**Problem to solve:** List each line of the records below that contains the word "chip", copied in full. Case counts.

[Source data]

_ _ _ _

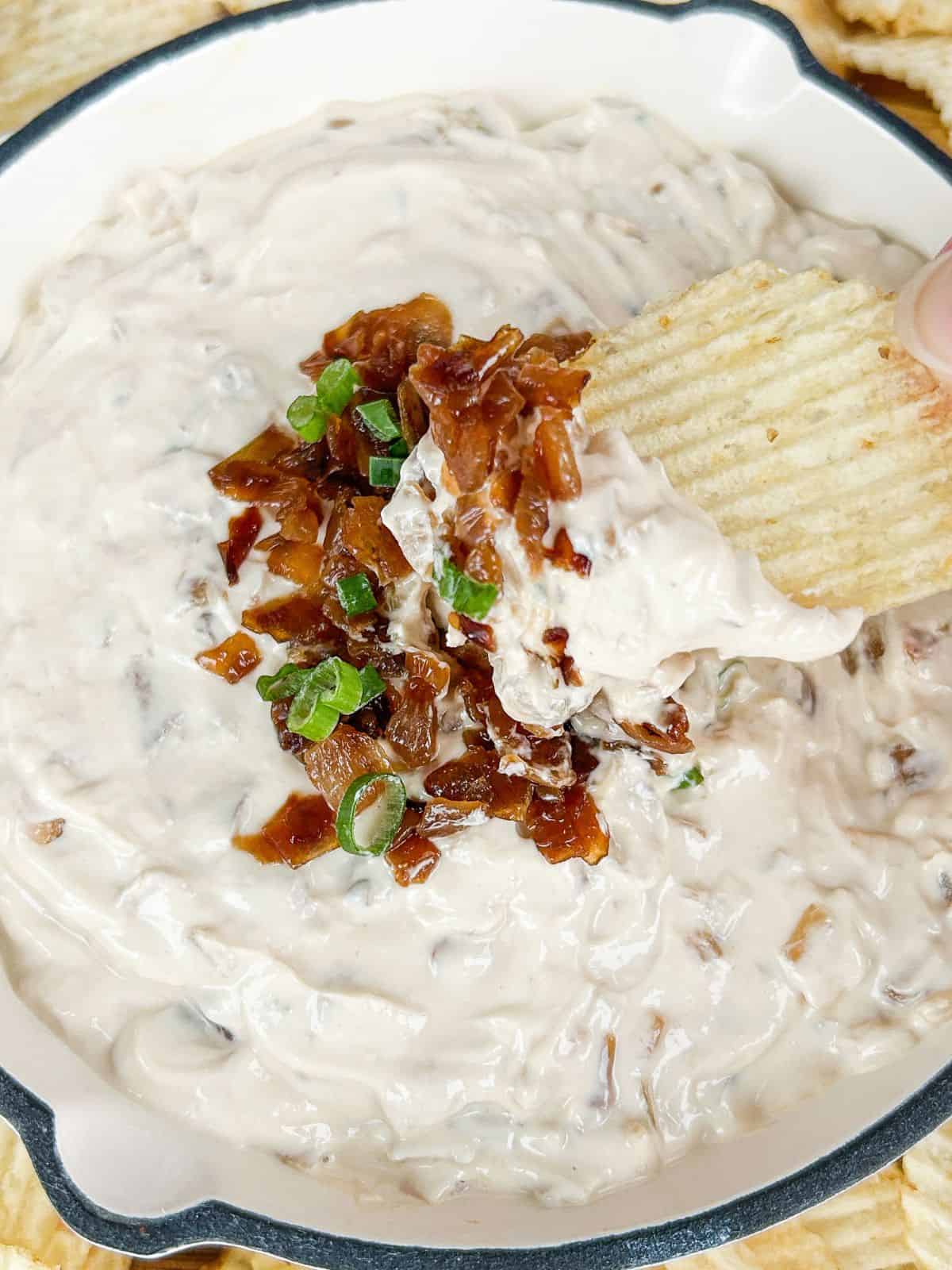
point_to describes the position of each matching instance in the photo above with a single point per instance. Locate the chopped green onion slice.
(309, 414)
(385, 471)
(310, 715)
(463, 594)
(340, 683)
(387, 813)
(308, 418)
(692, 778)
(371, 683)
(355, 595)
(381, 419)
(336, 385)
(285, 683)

_ _ _ _

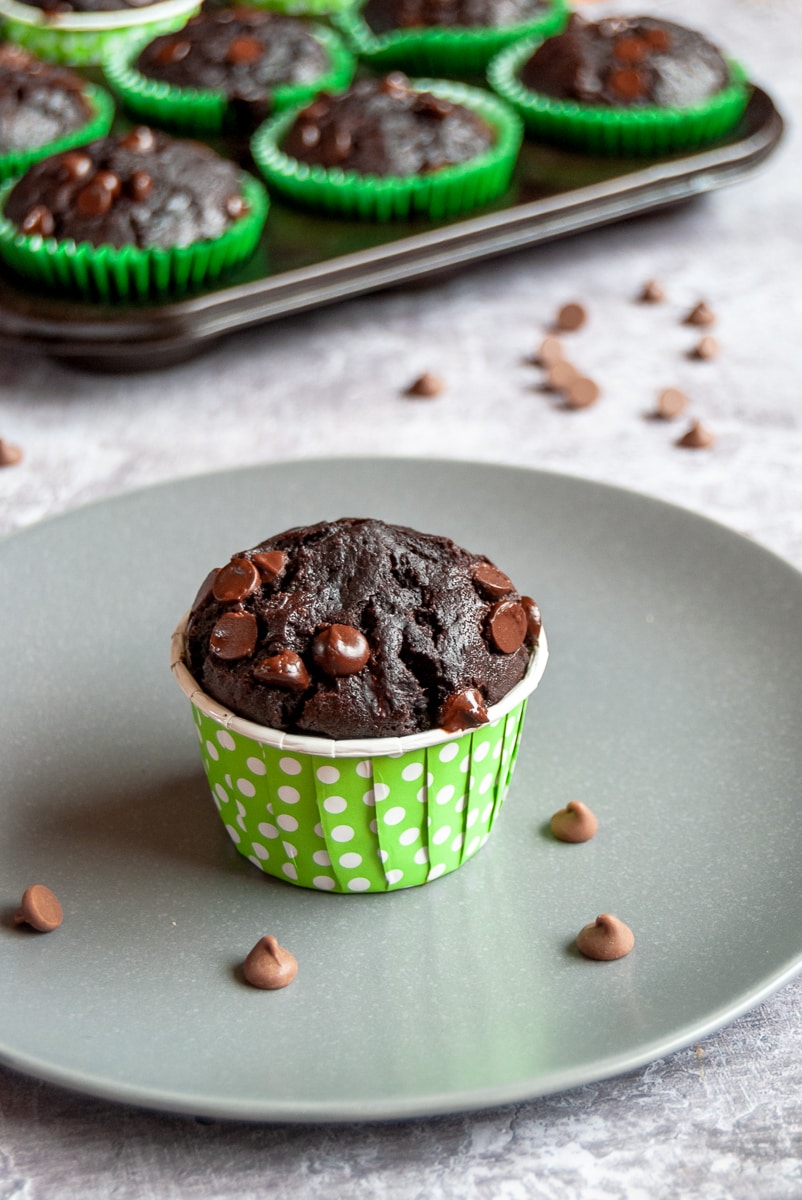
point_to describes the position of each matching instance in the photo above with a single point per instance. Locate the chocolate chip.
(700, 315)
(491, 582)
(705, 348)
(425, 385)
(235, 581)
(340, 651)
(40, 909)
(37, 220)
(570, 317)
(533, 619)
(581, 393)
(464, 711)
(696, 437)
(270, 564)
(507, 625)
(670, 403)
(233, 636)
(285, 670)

_ _ _ _

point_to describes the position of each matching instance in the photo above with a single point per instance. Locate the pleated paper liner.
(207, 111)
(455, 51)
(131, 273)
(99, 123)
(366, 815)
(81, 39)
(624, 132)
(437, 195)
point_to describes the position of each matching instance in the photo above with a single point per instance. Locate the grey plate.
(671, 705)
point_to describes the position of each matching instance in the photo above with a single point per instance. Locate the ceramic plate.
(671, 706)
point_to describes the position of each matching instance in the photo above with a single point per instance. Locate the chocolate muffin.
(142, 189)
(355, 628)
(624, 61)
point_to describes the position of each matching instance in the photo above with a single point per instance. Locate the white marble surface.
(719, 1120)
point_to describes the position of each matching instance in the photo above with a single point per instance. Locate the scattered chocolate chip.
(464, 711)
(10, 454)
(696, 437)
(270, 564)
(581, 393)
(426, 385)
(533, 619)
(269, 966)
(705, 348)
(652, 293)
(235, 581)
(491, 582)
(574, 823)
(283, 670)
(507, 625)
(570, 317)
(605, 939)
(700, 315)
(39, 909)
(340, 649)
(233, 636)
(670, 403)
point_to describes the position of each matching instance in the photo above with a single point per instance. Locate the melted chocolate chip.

_ _ _ _

**Response to the task:**
point_to describes the position of each matching instance in the photo above with a single point per instance. Locate the chocolate chip.
point_to describes the position of each matching instance in the photo above with a single point per instance. Locate the scattered chocolate chip.
point_to describes the position of each matching instance in the photo above with a single point per instance. Locate the melted chocolate chip.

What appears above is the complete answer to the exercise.